*Given instruction*:
Filter the records below down to each line containing the string "window", copying those lines unchanged. Matching is case-sensitive.

*Material provided*:
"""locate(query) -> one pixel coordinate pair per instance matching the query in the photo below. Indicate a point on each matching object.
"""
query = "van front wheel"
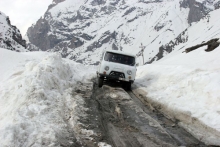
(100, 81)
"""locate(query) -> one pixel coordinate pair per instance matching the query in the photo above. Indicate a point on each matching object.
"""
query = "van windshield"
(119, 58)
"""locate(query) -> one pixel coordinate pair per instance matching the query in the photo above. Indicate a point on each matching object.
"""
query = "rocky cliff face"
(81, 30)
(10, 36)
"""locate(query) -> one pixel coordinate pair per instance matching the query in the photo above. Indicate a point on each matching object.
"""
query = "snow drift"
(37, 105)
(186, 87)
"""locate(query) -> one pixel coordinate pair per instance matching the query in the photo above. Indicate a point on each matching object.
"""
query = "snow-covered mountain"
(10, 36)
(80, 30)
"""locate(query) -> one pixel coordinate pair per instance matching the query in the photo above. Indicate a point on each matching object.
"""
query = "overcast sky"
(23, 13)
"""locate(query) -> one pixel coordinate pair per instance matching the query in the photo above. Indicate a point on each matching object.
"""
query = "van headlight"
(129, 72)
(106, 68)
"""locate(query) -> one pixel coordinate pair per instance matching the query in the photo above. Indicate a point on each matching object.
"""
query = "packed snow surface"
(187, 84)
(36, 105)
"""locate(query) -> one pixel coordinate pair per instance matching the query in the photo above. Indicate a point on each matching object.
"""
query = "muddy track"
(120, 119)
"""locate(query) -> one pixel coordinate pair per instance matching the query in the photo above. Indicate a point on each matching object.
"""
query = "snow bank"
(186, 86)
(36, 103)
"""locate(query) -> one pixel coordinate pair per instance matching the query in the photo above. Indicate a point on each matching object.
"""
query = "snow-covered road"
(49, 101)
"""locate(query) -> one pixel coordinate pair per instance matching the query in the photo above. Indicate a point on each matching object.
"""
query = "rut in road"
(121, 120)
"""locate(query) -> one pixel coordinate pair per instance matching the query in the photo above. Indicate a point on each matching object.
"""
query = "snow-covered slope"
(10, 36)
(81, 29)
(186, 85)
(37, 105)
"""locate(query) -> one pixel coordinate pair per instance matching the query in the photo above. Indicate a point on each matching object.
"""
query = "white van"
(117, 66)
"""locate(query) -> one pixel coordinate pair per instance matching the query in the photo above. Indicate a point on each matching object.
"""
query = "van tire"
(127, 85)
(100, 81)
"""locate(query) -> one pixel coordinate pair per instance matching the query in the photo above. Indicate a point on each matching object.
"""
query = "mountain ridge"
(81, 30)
* * *
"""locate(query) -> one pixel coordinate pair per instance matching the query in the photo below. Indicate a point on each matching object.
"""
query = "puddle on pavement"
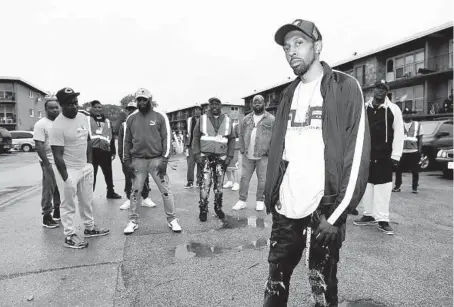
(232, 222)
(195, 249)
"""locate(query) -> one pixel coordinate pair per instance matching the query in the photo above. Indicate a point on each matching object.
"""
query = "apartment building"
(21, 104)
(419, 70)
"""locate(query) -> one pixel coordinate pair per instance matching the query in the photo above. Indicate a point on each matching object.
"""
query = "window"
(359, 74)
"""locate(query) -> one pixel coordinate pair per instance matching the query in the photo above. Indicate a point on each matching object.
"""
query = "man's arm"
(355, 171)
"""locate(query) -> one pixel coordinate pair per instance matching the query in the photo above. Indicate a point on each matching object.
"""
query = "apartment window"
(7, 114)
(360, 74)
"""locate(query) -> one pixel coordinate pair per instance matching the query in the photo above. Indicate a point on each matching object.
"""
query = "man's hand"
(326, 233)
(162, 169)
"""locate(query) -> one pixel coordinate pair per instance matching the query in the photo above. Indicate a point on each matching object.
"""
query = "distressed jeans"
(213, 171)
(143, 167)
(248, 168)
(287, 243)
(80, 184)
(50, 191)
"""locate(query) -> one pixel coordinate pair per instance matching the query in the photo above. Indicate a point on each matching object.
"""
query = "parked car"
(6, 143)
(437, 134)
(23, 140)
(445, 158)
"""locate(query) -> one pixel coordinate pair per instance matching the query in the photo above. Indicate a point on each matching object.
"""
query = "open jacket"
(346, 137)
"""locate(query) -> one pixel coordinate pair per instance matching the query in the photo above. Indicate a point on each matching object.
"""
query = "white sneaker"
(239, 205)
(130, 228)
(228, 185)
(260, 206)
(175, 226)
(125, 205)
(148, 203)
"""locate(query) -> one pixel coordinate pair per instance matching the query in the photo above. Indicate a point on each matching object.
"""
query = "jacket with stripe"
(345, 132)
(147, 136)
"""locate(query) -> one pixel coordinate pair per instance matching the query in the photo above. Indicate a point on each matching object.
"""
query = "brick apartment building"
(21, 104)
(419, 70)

*Full answer*:
query = "window"
query = "apartment window"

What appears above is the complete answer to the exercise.